Written instruction: Return, character for character, the lines of the entries below starting with the line that contains "Task: Where can the boy's" and going on through the line that contains "[[146, 333], [299, 267]]", with both of those lines included.

Supplied entries:
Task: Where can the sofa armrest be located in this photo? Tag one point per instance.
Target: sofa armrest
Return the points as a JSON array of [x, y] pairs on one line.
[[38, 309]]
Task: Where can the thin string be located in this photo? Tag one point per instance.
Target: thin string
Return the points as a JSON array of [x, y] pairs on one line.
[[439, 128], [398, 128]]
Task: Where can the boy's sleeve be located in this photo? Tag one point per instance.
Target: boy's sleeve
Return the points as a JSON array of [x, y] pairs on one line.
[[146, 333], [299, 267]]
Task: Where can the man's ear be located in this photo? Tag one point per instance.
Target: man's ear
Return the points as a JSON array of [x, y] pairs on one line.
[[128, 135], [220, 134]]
* * *
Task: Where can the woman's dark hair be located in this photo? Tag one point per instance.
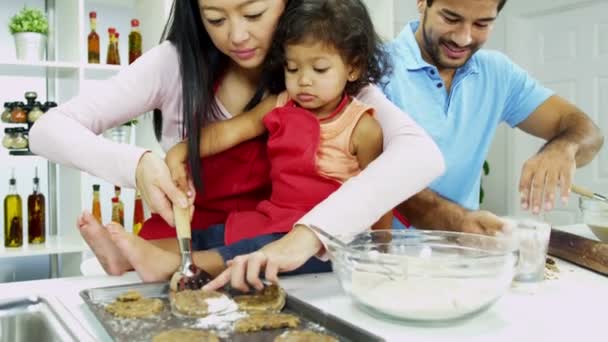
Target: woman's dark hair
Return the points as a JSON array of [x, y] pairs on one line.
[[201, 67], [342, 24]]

Output of the exercise:
Task: Where can the boy's sleeve be located in this photo? Tag one point per instance.
Target: boy's sleeve
Return the points as a JSON array of [x, y] pairs on one line.
[[146, 333], [299, 267]]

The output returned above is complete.